**やること**
一覧の最初の行から始めて「M169 29L173 31L177」を含む行で終わる範囲を、両端の行も含めて、1行を1つの文字列とするJSONのリストにまとめてください。空行は入れないでください。

**提供データ**
***
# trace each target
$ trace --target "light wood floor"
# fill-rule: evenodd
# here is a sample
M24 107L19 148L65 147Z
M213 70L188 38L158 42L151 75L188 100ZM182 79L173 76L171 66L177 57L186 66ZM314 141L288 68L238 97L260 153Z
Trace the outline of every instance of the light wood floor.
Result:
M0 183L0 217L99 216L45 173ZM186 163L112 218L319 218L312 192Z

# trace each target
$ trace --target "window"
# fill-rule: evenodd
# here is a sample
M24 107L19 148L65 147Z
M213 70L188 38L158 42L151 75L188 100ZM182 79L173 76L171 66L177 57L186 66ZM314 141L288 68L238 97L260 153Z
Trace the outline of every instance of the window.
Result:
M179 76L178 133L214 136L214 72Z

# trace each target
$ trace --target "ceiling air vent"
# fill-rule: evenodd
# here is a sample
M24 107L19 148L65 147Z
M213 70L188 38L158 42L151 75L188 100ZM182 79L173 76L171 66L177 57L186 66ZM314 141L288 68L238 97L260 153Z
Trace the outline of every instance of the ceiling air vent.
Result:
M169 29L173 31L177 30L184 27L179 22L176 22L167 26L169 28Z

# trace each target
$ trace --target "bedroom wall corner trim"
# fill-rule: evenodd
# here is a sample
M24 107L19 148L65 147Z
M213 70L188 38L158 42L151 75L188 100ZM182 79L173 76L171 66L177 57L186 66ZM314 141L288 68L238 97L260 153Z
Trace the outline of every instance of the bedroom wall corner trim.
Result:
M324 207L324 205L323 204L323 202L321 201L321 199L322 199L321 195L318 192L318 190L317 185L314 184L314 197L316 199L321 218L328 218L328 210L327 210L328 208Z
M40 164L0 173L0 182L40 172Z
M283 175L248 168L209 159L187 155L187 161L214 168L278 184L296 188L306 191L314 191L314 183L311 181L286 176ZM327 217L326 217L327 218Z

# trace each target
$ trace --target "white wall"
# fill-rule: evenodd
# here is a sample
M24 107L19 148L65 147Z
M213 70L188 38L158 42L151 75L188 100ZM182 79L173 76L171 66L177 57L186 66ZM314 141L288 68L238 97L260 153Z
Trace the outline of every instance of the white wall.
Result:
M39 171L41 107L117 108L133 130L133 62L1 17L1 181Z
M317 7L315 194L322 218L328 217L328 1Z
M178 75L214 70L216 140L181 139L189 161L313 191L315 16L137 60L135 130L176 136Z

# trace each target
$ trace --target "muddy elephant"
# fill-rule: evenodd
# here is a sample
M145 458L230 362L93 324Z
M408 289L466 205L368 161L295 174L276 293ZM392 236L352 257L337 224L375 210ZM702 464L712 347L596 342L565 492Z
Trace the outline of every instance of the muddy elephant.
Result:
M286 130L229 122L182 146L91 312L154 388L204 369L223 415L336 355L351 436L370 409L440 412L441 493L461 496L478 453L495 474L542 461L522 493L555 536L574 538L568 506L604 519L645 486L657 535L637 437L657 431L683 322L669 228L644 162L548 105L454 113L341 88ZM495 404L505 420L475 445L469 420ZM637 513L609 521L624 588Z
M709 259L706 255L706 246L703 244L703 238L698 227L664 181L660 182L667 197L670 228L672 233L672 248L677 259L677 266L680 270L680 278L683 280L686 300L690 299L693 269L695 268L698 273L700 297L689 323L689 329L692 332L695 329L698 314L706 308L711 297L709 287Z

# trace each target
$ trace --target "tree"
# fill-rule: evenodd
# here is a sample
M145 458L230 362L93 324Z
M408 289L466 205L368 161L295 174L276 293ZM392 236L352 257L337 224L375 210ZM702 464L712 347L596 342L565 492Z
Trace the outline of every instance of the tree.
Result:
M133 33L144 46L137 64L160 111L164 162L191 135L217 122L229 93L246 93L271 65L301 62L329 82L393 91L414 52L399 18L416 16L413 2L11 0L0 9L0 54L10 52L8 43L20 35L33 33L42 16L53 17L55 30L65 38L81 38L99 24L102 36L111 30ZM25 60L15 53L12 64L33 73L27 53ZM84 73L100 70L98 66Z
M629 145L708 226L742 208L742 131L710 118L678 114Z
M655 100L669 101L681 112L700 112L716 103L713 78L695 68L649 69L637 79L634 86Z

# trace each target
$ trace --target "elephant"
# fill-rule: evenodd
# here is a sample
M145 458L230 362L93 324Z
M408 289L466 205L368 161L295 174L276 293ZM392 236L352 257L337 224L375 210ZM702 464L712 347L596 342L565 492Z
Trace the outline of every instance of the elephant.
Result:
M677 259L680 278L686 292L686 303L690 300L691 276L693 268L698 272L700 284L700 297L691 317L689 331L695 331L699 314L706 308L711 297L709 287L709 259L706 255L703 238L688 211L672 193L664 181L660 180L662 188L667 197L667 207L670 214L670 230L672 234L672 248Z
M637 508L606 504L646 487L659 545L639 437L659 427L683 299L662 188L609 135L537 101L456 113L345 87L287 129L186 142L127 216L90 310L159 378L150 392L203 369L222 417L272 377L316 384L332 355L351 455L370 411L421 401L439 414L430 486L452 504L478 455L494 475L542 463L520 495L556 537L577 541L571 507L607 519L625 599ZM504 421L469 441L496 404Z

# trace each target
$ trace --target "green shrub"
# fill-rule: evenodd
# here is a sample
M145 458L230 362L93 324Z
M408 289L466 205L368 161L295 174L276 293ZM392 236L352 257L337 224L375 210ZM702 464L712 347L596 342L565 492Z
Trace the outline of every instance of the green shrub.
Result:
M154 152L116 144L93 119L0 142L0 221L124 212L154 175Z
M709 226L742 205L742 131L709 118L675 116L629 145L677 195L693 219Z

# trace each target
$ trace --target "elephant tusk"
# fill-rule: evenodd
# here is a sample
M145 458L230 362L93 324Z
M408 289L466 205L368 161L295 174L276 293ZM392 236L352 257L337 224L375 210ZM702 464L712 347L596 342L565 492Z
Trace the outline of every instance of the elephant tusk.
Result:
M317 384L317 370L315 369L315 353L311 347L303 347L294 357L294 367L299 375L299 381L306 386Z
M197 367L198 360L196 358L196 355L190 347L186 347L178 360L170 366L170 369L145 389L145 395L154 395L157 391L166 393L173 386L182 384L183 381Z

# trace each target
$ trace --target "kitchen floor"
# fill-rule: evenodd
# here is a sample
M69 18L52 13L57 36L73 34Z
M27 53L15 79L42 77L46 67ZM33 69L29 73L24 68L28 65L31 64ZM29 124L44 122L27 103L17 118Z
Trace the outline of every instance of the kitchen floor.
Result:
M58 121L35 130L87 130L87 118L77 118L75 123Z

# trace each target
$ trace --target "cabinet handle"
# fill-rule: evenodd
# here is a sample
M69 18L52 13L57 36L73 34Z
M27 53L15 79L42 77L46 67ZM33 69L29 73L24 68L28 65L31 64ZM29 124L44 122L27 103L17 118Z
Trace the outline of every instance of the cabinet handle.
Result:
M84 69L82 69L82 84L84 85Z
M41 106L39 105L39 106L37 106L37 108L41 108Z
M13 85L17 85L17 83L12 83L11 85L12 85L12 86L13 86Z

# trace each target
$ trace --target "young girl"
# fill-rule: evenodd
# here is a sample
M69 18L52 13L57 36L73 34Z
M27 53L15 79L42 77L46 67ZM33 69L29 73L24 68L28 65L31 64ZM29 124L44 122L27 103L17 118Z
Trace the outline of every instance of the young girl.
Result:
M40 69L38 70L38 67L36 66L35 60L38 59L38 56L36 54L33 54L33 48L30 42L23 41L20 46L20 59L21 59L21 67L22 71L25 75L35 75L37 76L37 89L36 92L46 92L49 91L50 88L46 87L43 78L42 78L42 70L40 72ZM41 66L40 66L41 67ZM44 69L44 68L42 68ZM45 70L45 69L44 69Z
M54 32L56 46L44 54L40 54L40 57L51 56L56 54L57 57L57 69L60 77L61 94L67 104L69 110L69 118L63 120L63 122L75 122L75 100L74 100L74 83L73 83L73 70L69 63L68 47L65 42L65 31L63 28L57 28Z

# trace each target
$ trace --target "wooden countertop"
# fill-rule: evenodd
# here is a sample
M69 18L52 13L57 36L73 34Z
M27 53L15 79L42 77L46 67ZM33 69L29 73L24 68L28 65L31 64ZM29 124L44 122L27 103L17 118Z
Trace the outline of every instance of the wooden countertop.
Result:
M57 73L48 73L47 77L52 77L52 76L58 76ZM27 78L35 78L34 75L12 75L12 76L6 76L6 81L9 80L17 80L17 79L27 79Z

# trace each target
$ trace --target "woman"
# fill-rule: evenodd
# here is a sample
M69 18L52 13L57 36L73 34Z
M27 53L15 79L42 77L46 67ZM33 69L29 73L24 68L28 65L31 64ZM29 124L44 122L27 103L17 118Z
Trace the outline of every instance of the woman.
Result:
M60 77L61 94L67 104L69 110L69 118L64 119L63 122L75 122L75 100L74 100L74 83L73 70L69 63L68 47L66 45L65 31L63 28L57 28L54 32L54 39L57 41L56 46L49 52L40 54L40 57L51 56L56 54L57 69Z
***
**回答**
[
  "# trace each target",
  "$ trace --target \"light wood floor\"",
  "# fill-rule: evenodd",
  "# here is a sample",
  "M24 107L19 148L65 147Z",
  "M213 70L188 38L158 42L151 75L188 100ZM182 79L173 76L171 66L177 57L186 66ZM314 141L288 68L238 97L260 153Z",
  "Trace the outline of every instance of the light wood floor.",
  "Result:",
  "M0 183L0 217L99 216L45 173ZM186 163L112 218L319 218L312 192Z",
  "# trace each target",
  "$ trace --target \"window\"",
  "# fill-rule: evenodd",
  "# here is a sample",
  "M24 107L19 148L65 147Z",
  "M213 70L188 38L158 42L151 75L188 100ZM182 79L173 76L171 66L177 57L186 66ZM314 141L288 68L238 97L260 153Z",
  "Trace the outline of every instance of the window.",
  "Result:",
  "M179 76L178 133L214 136L214 72Z",
  "# trace each target",
  "$ trace --target \"ceiling air vent\"",
  "# fill-rule: evenodd",
  "# here is a sample",
  "M24 107L19 148L65 147Z",
  "M213 70L188 38L158 42L151 75L188 100ZM182 79L173 76L171 66L177 57L186 66ZM314 141L288 68L238 97L260 153Z",
  "Trace the outline of every instance of the ceiling air vent.",
  "Result:",
  "M169 29L173 31L177 30L184 27L179 22L176 22L167 26L169 28Z"
]